[Data records]
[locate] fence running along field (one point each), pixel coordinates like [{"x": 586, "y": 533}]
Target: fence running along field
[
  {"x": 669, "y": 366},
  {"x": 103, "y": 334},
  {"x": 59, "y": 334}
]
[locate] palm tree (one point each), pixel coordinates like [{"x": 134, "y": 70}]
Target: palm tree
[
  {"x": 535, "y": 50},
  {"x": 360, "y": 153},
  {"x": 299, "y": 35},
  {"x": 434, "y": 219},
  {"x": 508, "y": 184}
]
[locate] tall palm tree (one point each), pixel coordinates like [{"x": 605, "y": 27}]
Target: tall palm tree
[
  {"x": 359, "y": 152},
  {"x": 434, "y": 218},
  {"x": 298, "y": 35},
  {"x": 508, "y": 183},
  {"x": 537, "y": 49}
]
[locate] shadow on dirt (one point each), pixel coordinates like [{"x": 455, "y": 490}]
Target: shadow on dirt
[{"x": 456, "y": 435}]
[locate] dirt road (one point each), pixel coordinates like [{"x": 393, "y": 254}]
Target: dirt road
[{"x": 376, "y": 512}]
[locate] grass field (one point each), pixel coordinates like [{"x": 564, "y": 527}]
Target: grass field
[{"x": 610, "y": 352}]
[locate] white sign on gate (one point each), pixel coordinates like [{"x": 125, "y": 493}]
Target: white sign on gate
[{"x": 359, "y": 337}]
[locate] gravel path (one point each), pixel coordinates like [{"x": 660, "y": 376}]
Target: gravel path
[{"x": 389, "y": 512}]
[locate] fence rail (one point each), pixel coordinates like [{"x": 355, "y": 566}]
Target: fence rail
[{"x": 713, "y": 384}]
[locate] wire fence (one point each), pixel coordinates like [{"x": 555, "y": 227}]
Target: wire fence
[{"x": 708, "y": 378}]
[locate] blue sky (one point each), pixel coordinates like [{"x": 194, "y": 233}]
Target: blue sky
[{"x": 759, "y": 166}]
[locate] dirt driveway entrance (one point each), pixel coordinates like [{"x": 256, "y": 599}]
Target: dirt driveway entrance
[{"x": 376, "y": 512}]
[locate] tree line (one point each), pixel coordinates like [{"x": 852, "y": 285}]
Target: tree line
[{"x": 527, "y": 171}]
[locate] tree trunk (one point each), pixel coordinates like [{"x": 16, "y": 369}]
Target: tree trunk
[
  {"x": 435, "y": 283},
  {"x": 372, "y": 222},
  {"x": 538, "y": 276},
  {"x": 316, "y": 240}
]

### [Problem details]
Exactly the lines from the one that holds "Target: fence running along field" through the final line of the records above should be written out, and only those.

### [Result of this exercise]
Target: fence running along field
[
  {"x": 669, "y": 366},
  {"x": 103, "y": 334},
  {"x": 59, "y": 334}
]
[locate] palm tree (one point each), pixel coordinates like [{"x": 134, "y": 70}]
Target: palm tree
[
  {"x": 535, "y": 50},
  {"x": 360, "y": 153},
  {"x": 299, "y": 35},
  {"x": 434, "y": 219},
  {"x": 508, "y": 184}
]
[locate] tall palm tree (one point each), pixel coordinates like [{"x": 605, "y": 27}]
Target: tall palm tree
[
  {"x": 359, "y": 152},
  {"x": 434, "y": 218},
  {"x": 298, "y": 35},
  {"x": 508, "y": 183},
  {"x": 537, "y": 49}
]
[locate] shadow on dirt (one point each), pixel coordinates like [{"x": 455, "y": 490}]
Target: shadow on dirt
[{"x": 456, "y": 435}]
[locate] dirt road (one point each), pixel coordinates like [{"x": 393, "y": 254}]
Target: dirt road
[{"x": 376, "y": 512}]
[locate] grass field (one point each), pixel coordinates like [{"x": 564, "y": 527}]
Target: grass field
[{"x": 610, "y": 352}]
[locate] white sign on gate (one point each), pixel coordinates like [{"x": 125, "y": 493}]
Target: white sign on gate
[{"x": 359, "y": 337}]
[locate] gravel path (one point each), pixel coordinates like [{"x": 660, "y": 376}]
Target: gravel path
[{"x": 389, "y": 512}]
[locate] fence rail (one point each), pixel coordinates like [{"x": 355, "y": 566}]
Target: fence rail
[{"x": 713, "y": 384}]
[locate] wire fence (one point each), pixel coordinates like [{"x": 555, "y": 227}]
Target: wire fence
[{"x": 708, "y": 378}]
[locate] blue sky (one point each), pixel coordinates like [{"x": 194, "y": 233}]
Target: blue sky
[{"x": 759, "y": 166}]
[locate] dirt driveway entrance (one point each), pixel coordinates like [{"x": 256, "y": 599}]
Target: dirt driveway entrance
[{"x": 376, "y": 512}]
[locate] tree line (one point each), pixel coordinates like [{"x": 852, "y": 285}]
Target: tree line
[{"x": 527, "y": 171}]
[locate] tree trunk (one point each), pixel coordinates like [{"x": 16, "y": 369}]
Target: tree trunk
[
  {"x": 435, "y": 283},
  {"x": 372, "y": 222},
  {"x": 538, "y": 276},
  {"x": 316, "y": 240}
]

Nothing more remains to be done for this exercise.